* BEGIN Input material *

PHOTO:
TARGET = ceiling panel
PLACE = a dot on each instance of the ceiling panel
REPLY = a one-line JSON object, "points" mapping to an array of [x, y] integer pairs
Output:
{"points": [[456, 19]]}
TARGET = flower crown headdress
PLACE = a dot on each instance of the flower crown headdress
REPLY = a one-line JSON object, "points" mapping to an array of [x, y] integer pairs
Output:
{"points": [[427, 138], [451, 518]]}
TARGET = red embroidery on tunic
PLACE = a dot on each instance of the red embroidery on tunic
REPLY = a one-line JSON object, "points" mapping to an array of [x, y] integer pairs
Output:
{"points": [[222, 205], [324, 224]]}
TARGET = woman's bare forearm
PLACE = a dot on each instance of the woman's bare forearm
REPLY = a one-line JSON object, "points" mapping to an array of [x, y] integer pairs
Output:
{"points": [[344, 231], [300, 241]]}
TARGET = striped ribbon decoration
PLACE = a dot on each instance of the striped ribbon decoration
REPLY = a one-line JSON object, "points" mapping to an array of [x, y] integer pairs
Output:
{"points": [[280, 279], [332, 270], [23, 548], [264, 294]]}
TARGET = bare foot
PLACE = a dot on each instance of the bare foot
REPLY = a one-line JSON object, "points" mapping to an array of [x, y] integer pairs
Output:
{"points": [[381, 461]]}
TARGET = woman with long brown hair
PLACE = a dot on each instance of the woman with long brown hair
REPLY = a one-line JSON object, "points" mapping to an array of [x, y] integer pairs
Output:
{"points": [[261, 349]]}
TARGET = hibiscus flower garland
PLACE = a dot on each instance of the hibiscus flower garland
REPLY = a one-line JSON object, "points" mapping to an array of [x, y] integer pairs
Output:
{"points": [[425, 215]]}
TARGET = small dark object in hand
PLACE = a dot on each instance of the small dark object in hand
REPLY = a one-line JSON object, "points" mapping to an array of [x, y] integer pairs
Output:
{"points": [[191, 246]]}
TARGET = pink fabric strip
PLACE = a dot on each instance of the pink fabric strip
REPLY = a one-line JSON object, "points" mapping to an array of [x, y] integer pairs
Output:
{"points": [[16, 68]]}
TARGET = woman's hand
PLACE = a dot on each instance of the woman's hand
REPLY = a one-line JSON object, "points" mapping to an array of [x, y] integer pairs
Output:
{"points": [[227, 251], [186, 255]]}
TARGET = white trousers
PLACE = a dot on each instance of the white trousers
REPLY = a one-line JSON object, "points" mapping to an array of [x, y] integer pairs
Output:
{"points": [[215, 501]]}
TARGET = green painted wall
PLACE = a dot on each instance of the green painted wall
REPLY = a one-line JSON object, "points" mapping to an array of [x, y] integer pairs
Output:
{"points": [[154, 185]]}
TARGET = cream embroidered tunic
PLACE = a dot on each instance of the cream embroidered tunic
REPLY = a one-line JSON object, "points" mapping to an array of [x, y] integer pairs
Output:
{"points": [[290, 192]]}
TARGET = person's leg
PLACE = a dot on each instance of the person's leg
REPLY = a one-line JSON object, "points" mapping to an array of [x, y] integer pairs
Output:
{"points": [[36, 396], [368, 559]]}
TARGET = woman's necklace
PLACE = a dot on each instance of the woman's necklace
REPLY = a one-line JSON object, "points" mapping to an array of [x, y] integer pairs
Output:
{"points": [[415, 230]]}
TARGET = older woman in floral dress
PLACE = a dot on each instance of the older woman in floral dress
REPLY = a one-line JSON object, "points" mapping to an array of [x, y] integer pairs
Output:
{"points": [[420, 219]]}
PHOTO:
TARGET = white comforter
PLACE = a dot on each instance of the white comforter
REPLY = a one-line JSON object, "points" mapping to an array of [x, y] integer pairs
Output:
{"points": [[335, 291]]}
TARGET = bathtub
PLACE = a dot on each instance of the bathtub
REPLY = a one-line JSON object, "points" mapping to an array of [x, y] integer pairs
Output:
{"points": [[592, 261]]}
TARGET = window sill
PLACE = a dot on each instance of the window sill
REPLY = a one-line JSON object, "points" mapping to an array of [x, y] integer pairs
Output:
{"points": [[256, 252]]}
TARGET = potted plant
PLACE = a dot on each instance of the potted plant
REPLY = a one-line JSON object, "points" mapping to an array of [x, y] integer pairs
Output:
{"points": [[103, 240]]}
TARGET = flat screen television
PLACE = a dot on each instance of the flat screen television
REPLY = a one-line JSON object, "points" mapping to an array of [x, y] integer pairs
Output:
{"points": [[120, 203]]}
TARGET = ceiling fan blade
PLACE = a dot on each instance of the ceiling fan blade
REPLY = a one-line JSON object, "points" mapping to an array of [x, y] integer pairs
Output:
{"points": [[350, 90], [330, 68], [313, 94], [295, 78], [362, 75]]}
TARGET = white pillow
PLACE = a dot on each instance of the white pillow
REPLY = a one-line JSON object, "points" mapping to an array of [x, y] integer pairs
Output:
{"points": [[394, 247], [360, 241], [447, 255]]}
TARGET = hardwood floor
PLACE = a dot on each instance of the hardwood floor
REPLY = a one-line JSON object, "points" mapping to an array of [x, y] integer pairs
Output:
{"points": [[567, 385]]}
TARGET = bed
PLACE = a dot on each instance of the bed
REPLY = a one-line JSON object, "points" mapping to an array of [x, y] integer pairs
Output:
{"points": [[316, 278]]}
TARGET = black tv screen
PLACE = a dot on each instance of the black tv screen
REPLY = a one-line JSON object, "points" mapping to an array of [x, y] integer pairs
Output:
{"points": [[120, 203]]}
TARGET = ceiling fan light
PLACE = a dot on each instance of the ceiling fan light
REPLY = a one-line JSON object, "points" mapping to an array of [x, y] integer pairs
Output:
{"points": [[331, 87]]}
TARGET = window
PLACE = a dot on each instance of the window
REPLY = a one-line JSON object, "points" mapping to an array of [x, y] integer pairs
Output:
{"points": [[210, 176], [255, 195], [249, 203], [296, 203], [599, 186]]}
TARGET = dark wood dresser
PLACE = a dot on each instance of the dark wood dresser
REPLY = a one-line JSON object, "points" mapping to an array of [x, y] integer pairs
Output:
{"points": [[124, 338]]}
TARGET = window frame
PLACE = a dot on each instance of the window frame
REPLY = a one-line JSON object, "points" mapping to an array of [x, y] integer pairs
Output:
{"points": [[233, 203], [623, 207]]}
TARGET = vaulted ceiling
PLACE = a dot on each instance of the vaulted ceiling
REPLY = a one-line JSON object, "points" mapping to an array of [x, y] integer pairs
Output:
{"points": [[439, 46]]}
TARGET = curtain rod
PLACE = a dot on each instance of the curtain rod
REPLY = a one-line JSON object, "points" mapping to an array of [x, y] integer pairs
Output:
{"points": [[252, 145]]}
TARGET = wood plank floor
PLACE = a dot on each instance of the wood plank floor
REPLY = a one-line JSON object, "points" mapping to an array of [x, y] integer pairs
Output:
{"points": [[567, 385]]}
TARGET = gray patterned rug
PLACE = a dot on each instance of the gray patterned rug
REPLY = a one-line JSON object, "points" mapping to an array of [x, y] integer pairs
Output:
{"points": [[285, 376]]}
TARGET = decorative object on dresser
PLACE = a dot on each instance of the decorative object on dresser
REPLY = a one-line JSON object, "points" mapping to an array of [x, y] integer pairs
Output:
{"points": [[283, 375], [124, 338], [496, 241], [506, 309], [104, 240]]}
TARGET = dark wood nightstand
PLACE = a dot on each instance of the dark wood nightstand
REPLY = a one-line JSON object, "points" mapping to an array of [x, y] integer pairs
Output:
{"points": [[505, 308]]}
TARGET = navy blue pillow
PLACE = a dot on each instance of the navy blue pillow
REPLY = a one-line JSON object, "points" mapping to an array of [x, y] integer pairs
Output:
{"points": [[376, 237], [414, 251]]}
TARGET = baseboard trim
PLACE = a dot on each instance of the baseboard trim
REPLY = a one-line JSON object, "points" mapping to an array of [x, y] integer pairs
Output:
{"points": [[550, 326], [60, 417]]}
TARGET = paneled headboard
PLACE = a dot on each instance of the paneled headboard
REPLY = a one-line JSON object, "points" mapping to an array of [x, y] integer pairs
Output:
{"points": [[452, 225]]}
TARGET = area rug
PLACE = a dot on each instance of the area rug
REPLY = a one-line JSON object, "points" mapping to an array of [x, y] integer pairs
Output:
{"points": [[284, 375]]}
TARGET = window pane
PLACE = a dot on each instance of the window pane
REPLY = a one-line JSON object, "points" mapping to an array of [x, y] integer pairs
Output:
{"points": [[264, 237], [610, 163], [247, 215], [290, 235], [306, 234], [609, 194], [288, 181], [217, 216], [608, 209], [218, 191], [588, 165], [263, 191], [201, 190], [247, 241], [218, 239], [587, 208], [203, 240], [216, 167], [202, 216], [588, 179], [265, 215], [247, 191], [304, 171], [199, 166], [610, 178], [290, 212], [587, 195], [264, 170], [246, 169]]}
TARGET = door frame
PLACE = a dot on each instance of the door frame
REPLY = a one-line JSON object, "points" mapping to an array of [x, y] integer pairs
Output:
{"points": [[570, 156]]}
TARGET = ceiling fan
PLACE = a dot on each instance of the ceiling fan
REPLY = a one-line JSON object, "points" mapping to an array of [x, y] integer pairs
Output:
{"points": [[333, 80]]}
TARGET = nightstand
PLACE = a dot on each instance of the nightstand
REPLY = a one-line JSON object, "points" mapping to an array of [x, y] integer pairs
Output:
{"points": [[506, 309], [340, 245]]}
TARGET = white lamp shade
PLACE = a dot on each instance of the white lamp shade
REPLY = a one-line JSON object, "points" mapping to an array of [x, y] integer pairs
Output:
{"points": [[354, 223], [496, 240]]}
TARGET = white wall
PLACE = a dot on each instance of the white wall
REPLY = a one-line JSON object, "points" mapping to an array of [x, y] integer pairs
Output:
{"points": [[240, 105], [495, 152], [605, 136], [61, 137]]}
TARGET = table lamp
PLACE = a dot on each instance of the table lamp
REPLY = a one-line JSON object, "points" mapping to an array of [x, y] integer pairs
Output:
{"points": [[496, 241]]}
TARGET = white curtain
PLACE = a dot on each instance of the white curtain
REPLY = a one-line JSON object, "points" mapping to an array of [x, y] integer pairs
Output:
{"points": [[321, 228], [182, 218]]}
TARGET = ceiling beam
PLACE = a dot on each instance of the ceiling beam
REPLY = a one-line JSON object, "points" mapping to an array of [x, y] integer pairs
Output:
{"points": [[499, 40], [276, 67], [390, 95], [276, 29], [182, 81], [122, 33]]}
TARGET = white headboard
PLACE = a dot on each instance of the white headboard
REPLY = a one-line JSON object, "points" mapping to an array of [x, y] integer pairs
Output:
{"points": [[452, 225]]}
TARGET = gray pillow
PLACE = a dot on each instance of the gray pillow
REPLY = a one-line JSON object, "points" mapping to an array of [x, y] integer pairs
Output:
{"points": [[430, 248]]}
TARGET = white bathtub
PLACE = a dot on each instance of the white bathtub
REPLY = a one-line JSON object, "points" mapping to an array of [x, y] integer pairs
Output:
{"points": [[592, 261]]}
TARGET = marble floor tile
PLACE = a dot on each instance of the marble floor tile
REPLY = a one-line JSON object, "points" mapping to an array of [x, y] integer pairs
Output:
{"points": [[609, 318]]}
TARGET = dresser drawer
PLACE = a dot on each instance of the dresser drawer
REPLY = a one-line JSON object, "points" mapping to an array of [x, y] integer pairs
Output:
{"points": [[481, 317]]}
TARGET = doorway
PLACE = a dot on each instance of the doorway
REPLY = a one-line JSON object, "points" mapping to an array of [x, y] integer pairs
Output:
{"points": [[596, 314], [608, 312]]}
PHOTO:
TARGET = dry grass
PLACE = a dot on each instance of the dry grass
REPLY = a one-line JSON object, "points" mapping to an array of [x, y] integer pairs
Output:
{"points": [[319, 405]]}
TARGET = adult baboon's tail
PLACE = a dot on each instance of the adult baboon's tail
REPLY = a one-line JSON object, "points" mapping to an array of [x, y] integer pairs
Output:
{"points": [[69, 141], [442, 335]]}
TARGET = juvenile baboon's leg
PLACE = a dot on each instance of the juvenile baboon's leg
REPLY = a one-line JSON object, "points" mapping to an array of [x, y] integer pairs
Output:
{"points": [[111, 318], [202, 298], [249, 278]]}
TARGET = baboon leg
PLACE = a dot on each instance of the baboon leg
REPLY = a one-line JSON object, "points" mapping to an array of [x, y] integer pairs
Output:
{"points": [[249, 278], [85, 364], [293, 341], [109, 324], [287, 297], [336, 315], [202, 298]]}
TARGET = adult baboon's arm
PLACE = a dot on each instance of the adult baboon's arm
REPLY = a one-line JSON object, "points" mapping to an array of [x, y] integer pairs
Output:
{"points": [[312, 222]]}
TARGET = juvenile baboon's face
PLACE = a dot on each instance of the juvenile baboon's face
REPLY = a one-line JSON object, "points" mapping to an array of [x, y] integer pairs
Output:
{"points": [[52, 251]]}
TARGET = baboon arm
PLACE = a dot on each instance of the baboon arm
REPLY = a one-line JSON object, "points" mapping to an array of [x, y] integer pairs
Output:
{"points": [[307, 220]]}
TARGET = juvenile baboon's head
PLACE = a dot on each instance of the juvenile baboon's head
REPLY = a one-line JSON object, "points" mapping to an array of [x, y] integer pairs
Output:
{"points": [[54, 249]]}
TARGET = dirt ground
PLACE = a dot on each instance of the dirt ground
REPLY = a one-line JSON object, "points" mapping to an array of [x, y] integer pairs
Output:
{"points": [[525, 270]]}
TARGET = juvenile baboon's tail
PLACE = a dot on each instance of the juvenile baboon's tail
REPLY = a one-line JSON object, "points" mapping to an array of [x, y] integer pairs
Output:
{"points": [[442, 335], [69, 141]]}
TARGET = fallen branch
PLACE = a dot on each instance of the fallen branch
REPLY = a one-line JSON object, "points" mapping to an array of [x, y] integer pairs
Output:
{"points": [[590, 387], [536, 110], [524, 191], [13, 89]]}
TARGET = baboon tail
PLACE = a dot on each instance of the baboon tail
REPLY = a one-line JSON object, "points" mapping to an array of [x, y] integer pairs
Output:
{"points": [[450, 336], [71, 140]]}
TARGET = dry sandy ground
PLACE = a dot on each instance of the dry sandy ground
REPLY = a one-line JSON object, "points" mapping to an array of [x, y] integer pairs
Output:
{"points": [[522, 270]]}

* END Input material *

Repeat word for word every line from the one that holds "TARGET = baboon arm" to the end. Both ends count.

TARGET = baboon arm
PLACE = a dot on each instance of the baboon arm
REPLY = a one-line JSON object, "points" mapping to an array of [x, y] integer pairs
Output:
{"points": [[307, 220]]}
TARGET = juvenile baboon's head
PLACE = a dot on each instance of the juvenile baboon's head
REPLY = a one-line JSON object, "points" mapping to an array of [x, y] integer pairs
Output:
{"points": [[54, 249]]}
TARGET = dirt ground
PLACE = a dot on each instance of the dirt ground
REPLY = a one-line JSON object, "points" mapping to an array of [x, y] integer pairs
Output:
{"points": [[525, 270]]}
TARGET = juvenile baboon's tail
PLACE = a dot on each instance of the juvenile baboon's tail
REPLY = a one-line JSON object, "points" mapping to an array of [x, y] integer pairs
Output:
{"points": [[442, 335], [69, 141]]}
TARGET = fallen branch
PLACE = a dot on each instance of the fallen branch
REPLY = a one-line JSON object, "points" mapping to an array of [x, y] integer pairs
Output:
{"points": [[590, 387], [536, 110], [524, 191], [13, 89]]}
TARGET = baboon tail
PLACE = a dot on each instance of the baboon tail
REPLY = a one-line JSON object, "points" mapping to an array of [x, y] integer pairs
Output:
{"points": [[450, 336], [71, 140]]}
TARGET = dry sandy ground
PLACE = a dot on each instance of the dry sandy ground
REPLY = a one-line JSON object, "points" mapping to an array of [x, y] integer pairs
Output:
{"points": [[522, 270]]}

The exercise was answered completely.